[Saved entries]

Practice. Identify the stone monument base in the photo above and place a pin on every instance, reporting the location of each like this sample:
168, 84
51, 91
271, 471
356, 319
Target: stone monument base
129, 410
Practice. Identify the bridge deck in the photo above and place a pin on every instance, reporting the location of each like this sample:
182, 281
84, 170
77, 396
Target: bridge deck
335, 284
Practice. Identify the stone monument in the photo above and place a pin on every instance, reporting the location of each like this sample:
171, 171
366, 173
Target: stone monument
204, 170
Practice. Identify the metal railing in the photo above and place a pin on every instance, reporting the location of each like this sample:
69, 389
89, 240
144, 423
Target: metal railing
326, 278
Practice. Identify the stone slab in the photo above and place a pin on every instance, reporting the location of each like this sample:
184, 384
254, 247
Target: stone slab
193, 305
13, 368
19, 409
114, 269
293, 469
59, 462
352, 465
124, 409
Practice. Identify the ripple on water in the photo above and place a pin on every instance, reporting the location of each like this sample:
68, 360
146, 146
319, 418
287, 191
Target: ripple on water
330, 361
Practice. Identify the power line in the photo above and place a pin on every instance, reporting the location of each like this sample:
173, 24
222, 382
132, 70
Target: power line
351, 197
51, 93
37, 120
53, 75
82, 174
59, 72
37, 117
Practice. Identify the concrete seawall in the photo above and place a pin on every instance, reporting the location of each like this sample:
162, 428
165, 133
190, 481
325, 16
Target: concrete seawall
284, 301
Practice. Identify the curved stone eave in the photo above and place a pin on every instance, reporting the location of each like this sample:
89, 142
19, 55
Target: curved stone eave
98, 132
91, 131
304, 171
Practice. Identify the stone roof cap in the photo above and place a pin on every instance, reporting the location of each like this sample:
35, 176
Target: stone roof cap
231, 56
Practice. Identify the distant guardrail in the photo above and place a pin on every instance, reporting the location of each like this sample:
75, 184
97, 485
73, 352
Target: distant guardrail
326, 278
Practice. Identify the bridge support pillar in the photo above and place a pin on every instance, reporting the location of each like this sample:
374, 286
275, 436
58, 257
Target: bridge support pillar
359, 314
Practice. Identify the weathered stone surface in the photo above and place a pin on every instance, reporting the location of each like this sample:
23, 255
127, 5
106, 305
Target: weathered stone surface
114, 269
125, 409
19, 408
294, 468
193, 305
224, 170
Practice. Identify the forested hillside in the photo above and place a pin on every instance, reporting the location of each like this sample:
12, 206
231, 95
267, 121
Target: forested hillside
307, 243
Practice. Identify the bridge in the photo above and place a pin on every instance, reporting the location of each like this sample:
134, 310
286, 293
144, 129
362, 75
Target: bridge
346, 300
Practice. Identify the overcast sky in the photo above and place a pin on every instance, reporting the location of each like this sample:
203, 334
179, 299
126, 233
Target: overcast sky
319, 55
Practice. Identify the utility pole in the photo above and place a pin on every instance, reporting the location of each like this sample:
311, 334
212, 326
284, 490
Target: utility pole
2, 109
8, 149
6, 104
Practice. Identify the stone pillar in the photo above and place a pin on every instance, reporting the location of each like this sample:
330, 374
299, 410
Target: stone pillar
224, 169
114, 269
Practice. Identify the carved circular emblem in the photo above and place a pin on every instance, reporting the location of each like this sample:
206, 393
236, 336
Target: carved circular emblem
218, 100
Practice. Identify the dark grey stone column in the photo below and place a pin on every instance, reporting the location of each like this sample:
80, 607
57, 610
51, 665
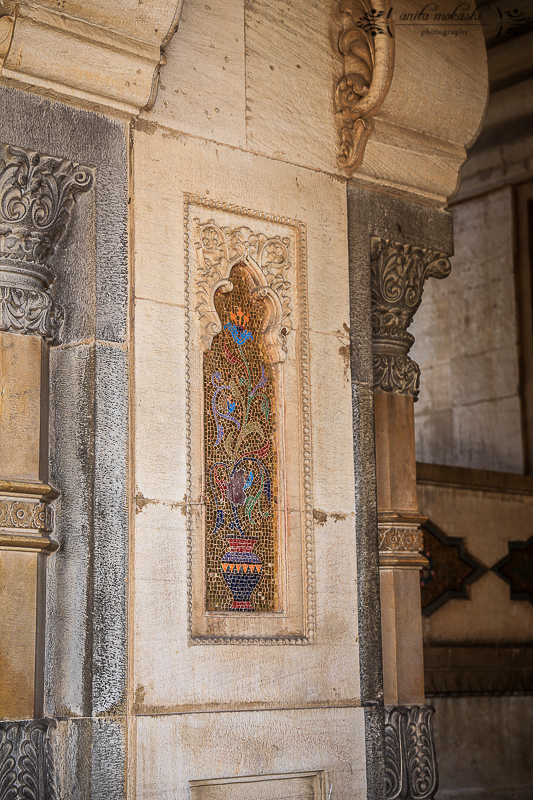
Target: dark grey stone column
86, 632
395, 736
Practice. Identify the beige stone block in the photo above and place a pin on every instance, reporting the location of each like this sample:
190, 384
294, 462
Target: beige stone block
171, 675
291, 72
434, 437
332, 423
489, 617
470, 320
173, 750
483, 240
18, 620
168, 165
472, 379
504, 312
431, 326
160, 392
486, 520
158, 221
23, 423
202, 88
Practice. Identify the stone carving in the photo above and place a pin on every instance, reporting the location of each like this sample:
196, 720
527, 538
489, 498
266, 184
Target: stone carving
268, 259
30, 311
395, 539
26, 761
367, 45
37, 193
218, 250
410, 760
26, 514
398, 274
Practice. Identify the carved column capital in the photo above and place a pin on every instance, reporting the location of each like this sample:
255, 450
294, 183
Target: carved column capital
37, 193
398, 274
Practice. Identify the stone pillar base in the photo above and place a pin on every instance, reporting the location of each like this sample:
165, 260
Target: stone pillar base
26, 760
410, 760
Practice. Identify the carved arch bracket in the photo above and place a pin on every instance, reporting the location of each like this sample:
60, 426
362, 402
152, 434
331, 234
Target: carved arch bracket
367, 44
267, 259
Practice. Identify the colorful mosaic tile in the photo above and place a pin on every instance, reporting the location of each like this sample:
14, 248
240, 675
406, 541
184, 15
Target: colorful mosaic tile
240, 445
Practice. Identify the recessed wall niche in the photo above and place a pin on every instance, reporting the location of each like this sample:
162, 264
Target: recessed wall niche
250, 511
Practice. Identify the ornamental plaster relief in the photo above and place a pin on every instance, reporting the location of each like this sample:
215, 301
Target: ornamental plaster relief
272, 252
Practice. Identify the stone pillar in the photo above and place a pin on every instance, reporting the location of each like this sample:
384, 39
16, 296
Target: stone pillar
398, 273
37, 193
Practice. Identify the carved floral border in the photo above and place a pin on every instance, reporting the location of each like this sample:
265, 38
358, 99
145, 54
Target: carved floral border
309, 568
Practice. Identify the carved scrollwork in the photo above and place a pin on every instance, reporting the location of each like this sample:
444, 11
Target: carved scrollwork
398, 274
30, 311
37, 194
26, 514
410, 760
26, 761
268, 260
367, 44
400, 539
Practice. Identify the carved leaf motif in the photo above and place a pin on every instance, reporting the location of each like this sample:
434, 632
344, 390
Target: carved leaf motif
29, 311
366, 44
36, 197
420, 753
218, 250
398, 374
395, 774
8, 790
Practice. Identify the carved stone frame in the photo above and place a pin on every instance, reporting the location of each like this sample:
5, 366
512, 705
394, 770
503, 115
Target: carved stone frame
273, 250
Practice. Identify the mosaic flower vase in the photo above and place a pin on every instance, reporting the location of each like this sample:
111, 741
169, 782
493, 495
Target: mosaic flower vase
241, 570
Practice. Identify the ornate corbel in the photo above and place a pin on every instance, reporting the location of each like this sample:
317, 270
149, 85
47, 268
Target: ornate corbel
367, 45
398, 274
267, 259
37, 193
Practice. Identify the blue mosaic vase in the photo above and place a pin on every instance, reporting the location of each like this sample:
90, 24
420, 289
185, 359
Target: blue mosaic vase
241, 570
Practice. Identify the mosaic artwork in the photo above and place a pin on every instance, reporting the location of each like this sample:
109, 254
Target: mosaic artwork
240, 446
450, 569
516, 568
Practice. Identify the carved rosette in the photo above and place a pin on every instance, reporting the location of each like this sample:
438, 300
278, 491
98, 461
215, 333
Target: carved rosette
367, 45
26, 518
410, 759
26, 760
218, 250
398, 274
37, 194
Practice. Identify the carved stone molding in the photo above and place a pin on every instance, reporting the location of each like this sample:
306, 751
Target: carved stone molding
30, 311
37, 194
218, 250
99, 54
26, 522
219, 236
400, 539
410, 759
367, 44
26, 760
398, 274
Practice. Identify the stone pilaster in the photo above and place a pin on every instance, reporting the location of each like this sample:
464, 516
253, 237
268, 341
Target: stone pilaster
37, 194
398, 274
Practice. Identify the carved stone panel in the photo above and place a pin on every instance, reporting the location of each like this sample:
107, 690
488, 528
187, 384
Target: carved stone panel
250, 517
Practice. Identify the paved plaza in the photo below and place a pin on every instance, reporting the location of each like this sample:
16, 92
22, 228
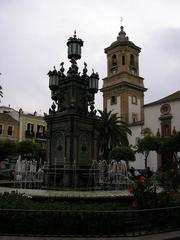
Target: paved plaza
162, 236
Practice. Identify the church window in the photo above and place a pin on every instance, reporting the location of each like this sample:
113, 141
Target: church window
134, 117
114, 60
1, 129
134, 100
123, 60
132, 60
166, 130
30, 127
10, 130
165, 109
113, 100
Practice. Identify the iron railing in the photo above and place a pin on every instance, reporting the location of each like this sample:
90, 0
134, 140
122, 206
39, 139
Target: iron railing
89, 223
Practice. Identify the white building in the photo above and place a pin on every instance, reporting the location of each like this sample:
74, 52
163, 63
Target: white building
123, 93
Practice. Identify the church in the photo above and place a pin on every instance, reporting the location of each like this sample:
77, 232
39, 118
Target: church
123, 92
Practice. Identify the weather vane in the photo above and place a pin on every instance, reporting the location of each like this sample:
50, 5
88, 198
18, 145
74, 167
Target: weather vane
121, 21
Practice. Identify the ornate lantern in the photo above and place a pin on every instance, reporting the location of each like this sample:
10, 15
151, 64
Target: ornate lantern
93, 83
74, 47
53, 79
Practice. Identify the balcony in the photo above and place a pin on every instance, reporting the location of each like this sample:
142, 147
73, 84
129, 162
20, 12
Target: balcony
29, 134
41, 136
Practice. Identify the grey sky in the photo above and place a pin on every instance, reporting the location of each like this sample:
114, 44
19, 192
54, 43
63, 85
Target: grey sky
34, 34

→ What you need to do
Please go through the data above and copy every line that has the word "below".

→ Your solution
Practice. Identify the dark grey stone column in the photo below and place a pin on every instance, reporting the location of each like this sample:
Practice. Identify the paved plaza in the photo below and place a pin on every instance, reporting the location of each like this sample:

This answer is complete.